__EXERCISE BRIEF__
Copy every line in the records below that contains the word "black".

---------- GIVEN DATA

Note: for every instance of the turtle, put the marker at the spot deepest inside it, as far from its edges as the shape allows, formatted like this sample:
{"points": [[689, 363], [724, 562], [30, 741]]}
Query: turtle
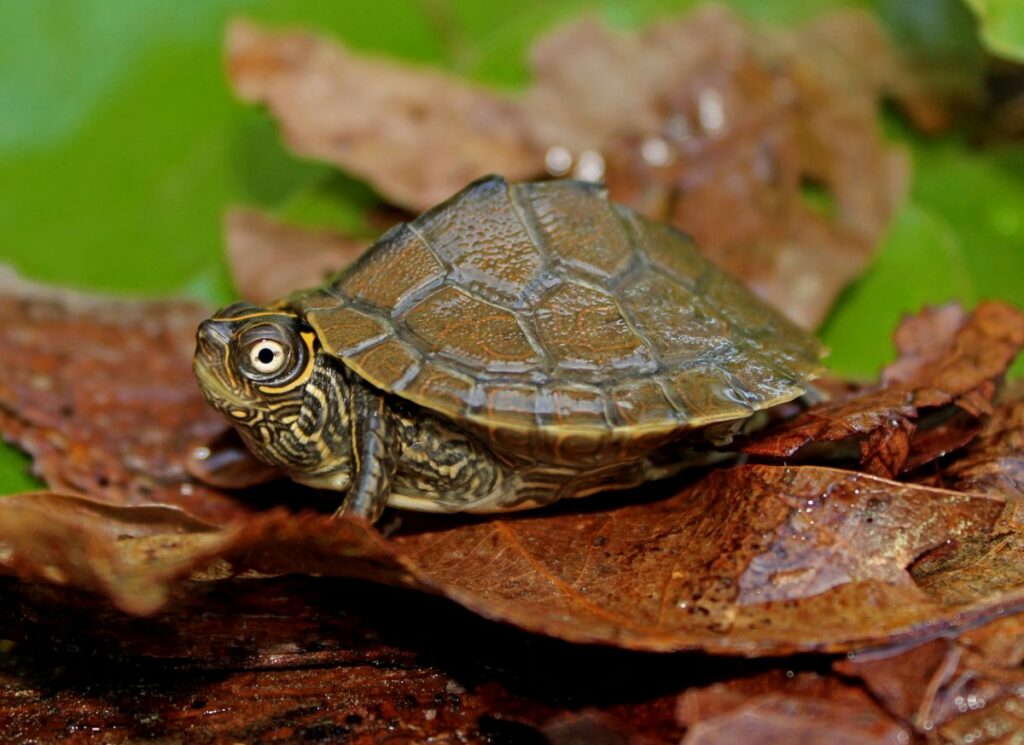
{"points": [[512, 346]]}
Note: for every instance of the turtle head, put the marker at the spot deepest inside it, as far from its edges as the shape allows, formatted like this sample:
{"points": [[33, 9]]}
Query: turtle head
{"points": [[264, 370]]}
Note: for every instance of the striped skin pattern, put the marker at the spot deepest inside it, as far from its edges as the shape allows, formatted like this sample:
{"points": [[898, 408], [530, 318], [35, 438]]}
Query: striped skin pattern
{"points": [[512, 346]]}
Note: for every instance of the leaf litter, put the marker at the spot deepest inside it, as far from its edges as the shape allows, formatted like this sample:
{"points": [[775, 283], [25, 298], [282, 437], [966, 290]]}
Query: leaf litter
{"points": [[751, 560], [762, 144], [908, 558]]}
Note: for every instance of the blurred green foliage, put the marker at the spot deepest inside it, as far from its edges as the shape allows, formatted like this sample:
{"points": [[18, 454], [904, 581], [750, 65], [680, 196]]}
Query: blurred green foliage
{"points": [[121, 144], [1001, 26]]}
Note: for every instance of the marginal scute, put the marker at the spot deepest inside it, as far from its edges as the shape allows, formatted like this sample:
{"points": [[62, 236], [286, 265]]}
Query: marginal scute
{"points": [[449, 391], [578, 406], [642, 401], [563, 215], [481, 235], [472, 332], [516, 400], [709, 393], [399, 264]]}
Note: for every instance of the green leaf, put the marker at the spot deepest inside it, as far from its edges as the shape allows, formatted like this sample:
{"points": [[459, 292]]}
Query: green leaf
{"points": [[14, 476], [960, 236], [1001, 26]]}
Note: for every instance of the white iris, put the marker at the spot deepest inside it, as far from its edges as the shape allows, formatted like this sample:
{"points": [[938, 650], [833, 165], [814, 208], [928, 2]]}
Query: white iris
{"points": [[266, 356]]}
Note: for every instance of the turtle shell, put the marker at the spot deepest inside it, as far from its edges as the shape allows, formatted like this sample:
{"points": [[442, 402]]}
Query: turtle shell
{"points": [[557, 323]]}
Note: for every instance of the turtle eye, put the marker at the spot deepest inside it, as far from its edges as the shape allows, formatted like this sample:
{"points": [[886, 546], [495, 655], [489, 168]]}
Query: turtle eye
{"points": [[266, 356]]}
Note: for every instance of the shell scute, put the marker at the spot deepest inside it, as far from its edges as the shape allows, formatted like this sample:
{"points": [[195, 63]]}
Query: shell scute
{"points": [[558, 324], [471, 332], [675, 320], [392, 362], [482, 237], [562, 216], [586, 333], [378, 283], [344, 331], [642, 401]]}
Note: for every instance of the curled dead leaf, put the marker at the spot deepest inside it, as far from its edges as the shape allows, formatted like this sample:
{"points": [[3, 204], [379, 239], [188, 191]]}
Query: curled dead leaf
{"points": [[101, 394], [412, 133], [948, 357], [754, 560], [764, 145], [776, 707]]}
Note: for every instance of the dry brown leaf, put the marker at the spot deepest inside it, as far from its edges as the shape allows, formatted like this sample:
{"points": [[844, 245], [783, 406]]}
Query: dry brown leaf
{"points": [[702, 122], [992, 464], [951, 687], [412, 133], [102, 395], [776, 707], [755, 560], [947, 357], [269, 259], [733, 132]]}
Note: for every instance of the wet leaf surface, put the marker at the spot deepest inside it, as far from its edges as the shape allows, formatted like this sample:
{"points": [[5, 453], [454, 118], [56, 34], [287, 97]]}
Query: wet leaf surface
{"points": [[777, 707], [751, 560], [946, 357], [764, 145]]}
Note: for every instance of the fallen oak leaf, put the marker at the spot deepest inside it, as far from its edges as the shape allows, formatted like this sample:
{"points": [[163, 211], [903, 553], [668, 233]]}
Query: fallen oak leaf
{"points": [[701, 122], [100, 392], [775, 707], [132, 555], [379, 119], [269, 259], [993, 463], [950, 687], [950, 358], [752, 561]]}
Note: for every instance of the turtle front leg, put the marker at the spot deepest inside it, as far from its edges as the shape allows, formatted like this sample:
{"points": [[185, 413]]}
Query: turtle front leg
{"points": [[374, 455]]}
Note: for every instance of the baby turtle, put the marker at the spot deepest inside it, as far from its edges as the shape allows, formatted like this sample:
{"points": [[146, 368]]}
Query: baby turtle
{"points": [[510, 347]]}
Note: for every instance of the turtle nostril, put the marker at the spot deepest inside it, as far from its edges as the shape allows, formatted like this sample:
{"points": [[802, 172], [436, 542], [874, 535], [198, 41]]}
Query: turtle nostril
{"points": [[212, 333]]}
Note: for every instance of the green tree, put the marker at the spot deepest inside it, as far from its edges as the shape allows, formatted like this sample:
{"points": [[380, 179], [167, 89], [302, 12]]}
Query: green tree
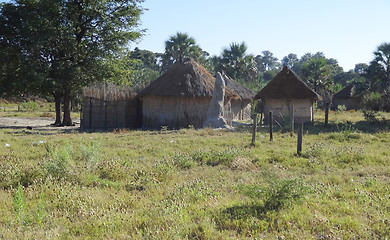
{"points": [[319, 76], [178, 47], [238, 64], [382, 62], [266, 61], [290, 60], [69, 42]]}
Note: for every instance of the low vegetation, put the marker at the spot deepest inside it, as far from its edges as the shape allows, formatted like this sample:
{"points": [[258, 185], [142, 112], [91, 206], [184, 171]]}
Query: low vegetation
{"points": [[198, 184]]}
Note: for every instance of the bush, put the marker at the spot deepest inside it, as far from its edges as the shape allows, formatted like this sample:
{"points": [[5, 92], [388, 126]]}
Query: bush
{"points": [[30, 106], [59, 163]]}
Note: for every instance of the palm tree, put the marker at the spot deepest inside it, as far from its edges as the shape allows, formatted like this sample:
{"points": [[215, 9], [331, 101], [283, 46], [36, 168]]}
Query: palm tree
{"points": [[180, 46], [382, 59], [237, 63]]}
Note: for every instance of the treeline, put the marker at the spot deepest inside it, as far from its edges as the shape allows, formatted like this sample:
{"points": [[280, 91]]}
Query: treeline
{"points": [[324, 75]]}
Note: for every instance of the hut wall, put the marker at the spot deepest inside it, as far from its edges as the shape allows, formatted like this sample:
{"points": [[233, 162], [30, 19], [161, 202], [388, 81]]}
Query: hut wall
{"points": [[281, 109], [349, 103], [174, 112], [241, 109], [99, 113]]}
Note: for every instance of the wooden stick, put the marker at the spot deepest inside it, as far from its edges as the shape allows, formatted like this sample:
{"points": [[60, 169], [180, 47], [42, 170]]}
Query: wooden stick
{"points": [[299, 144], [254, 129], [271, 122]]}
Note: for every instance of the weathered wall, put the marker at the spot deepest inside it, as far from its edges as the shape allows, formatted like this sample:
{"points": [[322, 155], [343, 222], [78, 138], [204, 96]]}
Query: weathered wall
{"points": [[281, 109], [241, 109], [349, 103], [99, 113], [174, 112]]}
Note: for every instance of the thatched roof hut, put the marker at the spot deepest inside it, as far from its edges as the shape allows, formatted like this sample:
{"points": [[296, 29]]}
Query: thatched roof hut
{"points": [[180, 97], [347, 98], [286, 91], [287, 85]]}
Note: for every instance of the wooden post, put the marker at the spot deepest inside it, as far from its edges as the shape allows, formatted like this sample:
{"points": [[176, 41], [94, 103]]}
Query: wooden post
{"points": [[326, 113], [271, 122], [254, 129], [90, 112], [299, 144], [292, 120]]}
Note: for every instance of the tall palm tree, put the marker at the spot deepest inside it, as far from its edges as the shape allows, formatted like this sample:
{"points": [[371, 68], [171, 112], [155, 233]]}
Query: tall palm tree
{"points": [[382, 59], [180, 46], [237, 63]]}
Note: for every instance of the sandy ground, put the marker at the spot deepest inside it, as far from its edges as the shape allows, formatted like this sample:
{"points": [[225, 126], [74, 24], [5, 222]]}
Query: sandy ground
{"points": [[37, 124]]}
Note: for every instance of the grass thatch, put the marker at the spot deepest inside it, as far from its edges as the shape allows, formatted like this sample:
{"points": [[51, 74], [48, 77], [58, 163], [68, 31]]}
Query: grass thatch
{"points": [[108, 92], [287, 85], [185, 79]]}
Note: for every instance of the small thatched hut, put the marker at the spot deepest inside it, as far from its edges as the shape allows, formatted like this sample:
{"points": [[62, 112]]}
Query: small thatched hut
{"points": [[285, 90], [180, 97], [347, 98], [240, 108]]}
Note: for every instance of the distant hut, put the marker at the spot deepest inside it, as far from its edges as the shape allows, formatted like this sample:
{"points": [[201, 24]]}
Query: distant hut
{"points": [[180, 97], [241, 107], [285, 90], [347, 97]]}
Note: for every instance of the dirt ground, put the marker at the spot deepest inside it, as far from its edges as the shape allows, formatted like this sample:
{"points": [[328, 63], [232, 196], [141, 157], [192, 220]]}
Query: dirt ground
{"points": [[38, 124]]}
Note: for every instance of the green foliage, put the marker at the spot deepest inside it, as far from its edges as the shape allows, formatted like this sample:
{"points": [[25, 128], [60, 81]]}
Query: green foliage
{"points": [[341, 108], [373, 116], [30, 106], [59, 161], [178, 47], [92, 154], [237, 63], [59, 47], [19, 204]]}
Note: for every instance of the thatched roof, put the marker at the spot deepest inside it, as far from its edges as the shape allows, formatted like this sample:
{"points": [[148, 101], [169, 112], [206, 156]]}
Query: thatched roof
{"points": [[287, 85], [346, 92], [243, 92], [185, 79]]}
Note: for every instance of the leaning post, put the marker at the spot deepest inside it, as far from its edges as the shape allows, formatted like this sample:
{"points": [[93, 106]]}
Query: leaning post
{"points": [[299, 144], [271, 123], [292, 121], [326, 113], [254, 129]]}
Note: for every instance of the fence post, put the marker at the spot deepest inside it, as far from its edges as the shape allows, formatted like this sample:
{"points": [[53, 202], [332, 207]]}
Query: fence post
{"points": [[292, 120], [254, 129], [271, 123], [299, 144], [326, 113], [90, 112]]}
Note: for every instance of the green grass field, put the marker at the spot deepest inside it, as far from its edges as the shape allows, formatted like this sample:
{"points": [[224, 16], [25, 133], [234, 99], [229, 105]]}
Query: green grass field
{"points": [[198, 184]]}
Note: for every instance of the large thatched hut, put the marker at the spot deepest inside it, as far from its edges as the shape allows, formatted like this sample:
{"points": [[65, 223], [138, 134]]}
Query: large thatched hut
{"points": [[347, 97], [180, 97], [285, 90], [241, 107]]}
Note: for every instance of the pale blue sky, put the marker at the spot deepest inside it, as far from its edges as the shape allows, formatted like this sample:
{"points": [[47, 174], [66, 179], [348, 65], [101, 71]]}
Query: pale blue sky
{"points": [[347, 30]]}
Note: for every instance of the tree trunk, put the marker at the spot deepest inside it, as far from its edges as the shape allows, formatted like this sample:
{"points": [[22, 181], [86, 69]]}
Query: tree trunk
{"points": [[67, 121], [57, 99]]}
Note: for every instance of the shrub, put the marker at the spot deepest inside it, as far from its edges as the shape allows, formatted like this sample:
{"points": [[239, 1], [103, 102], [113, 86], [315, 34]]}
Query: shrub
{"points": [[19, 204], [91, 154], [59, 163], [30, 106]]}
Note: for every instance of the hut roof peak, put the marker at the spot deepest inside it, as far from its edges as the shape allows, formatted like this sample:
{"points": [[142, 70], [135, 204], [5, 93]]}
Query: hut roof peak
{"points": [[287, 85], [185, 79]]}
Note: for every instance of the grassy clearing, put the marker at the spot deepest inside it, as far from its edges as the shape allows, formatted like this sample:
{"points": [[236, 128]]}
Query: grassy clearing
{"points": [[198, 184]]}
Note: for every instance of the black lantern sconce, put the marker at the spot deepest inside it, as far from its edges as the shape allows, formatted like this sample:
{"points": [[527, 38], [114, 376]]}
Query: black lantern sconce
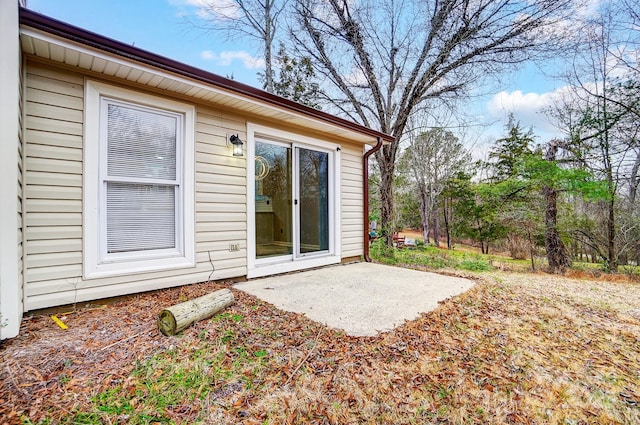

--------------------

__ANSWER SECTION__
Note: for every instance of the black lantern sconce, put the marker at the spot deepest inside it, as far from its edges as the shape allows, formatted like this sample:
Query: black lantern sconce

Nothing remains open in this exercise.